- **Request 1**
In the Bayes net code, reproduce verbatim everything from "self._py = None" down to "X = np.array(X)".
- **Request 2**
Using the Bayes net code, decide whether each statement holds. Answer yes or no for each, and quote the words that settle it.
(a) The learn function expects class labels of 0 or 1.
(b) The network has only one unobserved state, the class node.
(c) Each row of X represents a window.
- **Request 3**
According to the comment in the Bayes net code, what does the attribute _py hold?

- **Document text**
GenerativeBayesNet.py

'''
This code implements a hybrid, discrete continuous generative bayes net.
This code assumes the bayes net structure is nearly markovian, with directed
links between nodes representing each time point, and a directed link
between the class node, and all data nodes. This network can be thought of
in many ways including a special "Tree-Augmented" bayes net, or a special
kind of Hidden Markov Model with the restriction that there is only one
unobserved state (The class node), which is tied to all of the observation
data.


Methods for weighting:
1) Subsampled joint probability from a bayes net
2) Inverse sum of log probabilities
3) Inverse sum of deviations from 5 to 10 node bayes net reconstruction
given the time series data set.


'''
import numpy as np
import pandas as pd
import cvxpy as cvx
from sklearn.datasets import load_iris
from sklearn.svm import LinearSVC
import sklearn.svm
from sklearn.model_selection import train_test_split
from sklearn.metrics import f1_score
import random

'''

'''
class BayesNet:

    def __init__(self):
        # List of dicts {-1: [aj, bj, ssj], 1: [aj, bj, ssj]}
        self._nodeList = None
        # Prior probability of class y.
        self._py = None

    '''
    Note: This function expects classes to be binary, and labeled -1 or 1.
    '''
    def learn(self, X, y):
        # Build and fit the Bayes Net.
        # X is nx500, where each row represents a window
        X = np.array(X)
        # Y is nx1, belonging either to class -1 or +1
        y = np.array(y)

        '''
        Steps for MLE estimates for each node xj:
        1) Filter rows in X to be only those that have the desired class, -1 or +1.
        2) Calculate the prior probability for x0 as a gaussian/uniform distribution for each class.
        3) Calculate xj's sample variance ssj.
        4) Calculate xj's MLE estimate for aj using the hand derived equation.

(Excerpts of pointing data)

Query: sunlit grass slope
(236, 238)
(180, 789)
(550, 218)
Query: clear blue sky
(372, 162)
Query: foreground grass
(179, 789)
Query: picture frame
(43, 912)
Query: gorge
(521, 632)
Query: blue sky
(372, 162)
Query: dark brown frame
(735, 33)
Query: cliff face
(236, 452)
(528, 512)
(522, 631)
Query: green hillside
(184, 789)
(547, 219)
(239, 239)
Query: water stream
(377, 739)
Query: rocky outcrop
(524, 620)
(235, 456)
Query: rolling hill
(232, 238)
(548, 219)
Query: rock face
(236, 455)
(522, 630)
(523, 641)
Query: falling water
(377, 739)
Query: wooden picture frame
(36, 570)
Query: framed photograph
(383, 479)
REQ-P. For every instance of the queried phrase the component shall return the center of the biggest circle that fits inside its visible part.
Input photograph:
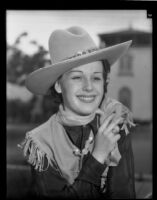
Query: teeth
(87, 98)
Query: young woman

==

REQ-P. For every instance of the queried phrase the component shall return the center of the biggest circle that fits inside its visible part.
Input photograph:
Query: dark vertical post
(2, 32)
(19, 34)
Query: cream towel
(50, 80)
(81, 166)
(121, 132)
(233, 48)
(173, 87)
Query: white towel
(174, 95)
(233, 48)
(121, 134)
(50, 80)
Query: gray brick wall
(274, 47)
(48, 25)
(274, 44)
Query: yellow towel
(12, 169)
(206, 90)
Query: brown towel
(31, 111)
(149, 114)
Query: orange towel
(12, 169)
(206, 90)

- **Complete answer 1**
self._py = None

    '''
    Note: This function expects classes to be binary, and labeled -1 or 1.
    '''
    def learn(self, X, y):
        # Build and fit the Bayes Net.
        # X is nx500, where each row represents a window
        X = np.array(X)

- **Complete answer 2**
(a) No: "This function expects classes to be binary, and labeled -1 or 1."
(b) Yes: "there is only one unobserved state (The class node)"
(c) Yes: "X is nx500, where each row represents a window"

- **Complete answer 3**
The prior probability of class y.